◆ DOCUMENT TEXT
-=-=-=-=-
Limited funding was approved to bolster passenger-train security following the Sept. 11, 2001, terrorist attacks. Nine days after the attacks, Amtrak asked Congress for $3.2 billion in emergency operating funds, including about a half-billion dollars for improving the safety of Amtrak's infrastructure and strengthening Amtrak's internal-security measures.
“Considering the uncertainty facing our airline industry, it is of fundamental importance that Amtrak is provided with the tools to continue to handle additional capacity in a safe and efficient manner during this crisis period,” 16 senators, mostly from states along Amtrak's Northeast Corridor, said in a letter to Norman Y. Mineta, secretary of the Department of Transportation (DOT).
-=-=-=-=-
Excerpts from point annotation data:
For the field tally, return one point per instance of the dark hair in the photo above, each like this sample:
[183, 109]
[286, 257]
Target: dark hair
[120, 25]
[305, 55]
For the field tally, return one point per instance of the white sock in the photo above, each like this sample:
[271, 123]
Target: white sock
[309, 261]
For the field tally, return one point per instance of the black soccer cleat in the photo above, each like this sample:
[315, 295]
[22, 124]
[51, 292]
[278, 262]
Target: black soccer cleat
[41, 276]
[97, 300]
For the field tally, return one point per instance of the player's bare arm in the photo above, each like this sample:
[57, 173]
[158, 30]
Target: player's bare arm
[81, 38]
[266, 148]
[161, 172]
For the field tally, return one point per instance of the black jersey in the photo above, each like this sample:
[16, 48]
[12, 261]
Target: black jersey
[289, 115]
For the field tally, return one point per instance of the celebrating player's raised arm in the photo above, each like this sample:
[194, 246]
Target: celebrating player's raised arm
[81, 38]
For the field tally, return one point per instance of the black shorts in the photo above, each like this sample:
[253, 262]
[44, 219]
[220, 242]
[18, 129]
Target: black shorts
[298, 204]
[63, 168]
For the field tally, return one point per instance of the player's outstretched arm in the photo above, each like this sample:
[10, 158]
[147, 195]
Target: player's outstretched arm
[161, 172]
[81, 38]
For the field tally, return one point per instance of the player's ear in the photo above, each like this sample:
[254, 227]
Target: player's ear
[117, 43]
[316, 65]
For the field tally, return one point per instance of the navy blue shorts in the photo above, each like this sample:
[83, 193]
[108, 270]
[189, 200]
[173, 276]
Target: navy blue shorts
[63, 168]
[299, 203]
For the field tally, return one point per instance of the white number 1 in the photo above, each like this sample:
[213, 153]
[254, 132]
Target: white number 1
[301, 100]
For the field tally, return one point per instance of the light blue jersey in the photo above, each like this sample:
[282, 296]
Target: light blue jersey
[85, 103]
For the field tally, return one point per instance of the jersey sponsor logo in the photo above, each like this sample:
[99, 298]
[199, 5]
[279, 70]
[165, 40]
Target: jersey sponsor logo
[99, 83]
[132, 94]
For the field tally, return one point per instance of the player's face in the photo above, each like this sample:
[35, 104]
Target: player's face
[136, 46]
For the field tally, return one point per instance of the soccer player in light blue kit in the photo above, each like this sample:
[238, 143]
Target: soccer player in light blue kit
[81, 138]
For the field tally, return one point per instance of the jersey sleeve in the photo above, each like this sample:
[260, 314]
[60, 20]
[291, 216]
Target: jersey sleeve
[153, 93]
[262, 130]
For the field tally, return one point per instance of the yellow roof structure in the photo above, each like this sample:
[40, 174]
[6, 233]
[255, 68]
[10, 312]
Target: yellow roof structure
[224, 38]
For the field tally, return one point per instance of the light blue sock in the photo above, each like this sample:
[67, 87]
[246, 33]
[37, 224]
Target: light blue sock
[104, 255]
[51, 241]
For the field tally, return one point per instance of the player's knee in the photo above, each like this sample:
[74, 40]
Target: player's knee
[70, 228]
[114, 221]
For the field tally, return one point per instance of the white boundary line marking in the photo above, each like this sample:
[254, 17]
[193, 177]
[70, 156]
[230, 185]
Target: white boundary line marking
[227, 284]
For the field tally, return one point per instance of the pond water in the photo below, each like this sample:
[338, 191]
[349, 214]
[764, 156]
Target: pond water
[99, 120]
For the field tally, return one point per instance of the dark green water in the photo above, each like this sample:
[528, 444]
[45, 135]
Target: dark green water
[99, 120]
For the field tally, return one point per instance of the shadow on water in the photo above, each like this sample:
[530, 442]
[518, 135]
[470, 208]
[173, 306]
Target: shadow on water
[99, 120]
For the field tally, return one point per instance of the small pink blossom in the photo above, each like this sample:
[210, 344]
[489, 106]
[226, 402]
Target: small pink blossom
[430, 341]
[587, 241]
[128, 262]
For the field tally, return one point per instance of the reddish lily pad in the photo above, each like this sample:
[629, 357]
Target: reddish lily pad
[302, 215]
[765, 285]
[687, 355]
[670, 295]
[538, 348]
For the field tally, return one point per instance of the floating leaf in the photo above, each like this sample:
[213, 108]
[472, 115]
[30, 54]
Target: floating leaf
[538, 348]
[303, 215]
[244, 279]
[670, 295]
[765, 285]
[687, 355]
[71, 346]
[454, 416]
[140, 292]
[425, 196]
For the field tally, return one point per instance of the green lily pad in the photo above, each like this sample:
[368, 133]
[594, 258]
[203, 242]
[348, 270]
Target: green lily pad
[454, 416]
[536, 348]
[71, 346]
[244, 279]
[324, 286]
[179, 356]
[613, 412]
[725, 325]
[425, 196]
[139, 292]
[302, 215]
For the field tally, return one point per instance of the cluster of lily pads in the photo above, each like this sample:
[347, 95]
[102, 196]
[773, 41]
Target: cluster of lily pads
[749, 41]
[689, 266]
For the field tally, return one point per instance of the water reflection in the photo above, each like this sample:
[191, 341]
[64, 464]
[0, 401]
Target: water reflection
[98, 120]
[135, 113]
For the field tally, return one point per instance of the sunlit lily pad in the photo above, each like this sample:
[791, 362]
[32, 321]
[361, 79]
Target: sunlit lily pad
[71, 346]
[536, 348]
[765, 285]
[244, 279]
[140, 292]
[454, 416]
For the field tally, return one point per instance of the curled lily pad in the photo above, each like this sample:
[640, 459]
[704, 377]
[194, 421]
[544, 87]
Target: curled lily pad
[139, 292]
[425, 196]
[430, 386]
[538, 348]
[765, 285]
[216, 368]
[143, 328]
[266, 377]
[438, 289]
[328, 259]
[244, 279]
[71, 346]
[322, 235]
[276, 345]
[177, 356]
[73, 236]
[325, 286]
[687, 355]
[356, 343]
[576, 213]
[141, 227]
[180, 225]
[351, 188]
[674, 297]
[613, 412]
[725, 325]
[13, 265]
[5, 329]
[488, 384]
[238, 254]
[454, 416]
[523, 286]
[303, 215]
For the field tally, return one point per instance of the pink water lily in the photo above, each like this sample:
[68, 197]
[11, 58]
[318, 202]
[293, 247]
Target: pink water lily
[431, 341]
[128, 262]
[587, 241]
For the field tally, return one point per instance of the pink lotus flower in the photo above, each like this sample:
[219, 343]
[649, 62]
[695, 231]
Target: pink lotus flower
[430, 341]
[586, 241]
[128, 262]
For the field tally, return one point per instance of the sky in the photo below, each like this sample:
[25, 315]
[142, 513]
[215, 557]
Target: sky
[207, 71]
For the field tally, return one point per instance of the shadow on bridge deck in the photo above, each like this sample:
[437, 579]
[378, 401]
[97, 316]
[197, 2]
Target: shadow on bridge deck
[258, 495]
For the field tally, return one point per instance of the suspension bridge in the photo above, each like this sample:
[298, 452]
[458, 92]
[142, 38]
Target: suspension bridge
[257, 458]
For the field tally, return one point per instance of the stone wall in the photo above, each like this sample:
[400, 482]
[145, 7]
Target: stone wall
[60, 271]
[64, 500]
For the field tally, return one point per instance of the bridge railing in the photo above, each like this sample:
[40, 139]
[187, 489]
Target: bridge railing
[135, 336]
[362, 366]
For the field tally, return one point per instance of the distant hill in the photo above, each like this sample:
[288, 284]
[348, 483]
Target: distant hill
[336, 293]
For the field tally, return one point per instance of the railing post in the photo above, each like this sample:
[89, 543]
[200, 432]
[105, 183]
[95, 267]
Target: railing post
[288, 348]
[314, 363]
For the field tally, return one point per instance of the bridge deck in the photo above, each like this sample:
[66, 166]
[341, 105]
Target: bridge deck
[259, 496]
-=-=-=-=-
◆ PROBLEMS AND TASKS
a: Return the part of the passage on Amtrak security funding that begins at the words "Limited funding was" and stops after the words "Amtrak's internal-security measures.".
b: In the passage on Amtrak security funding, how much did Amtrak ask Congress for in emergency operating funds nine days after the attacks?

◆ RESPONSES FOR EACH TASK
a:
Limited funding was approved to bolster passenger-train security following the Sept. 11, 2001, terrorist attacks. Nine days after the attacks, Amtrak asked Congress for $3.2 billion in emergency operating funds, including about a half-billion dollars for improving the safety of Amtrak's infrastructure and strengthening Amtrak's internal-security measures.

b: $3.2 billion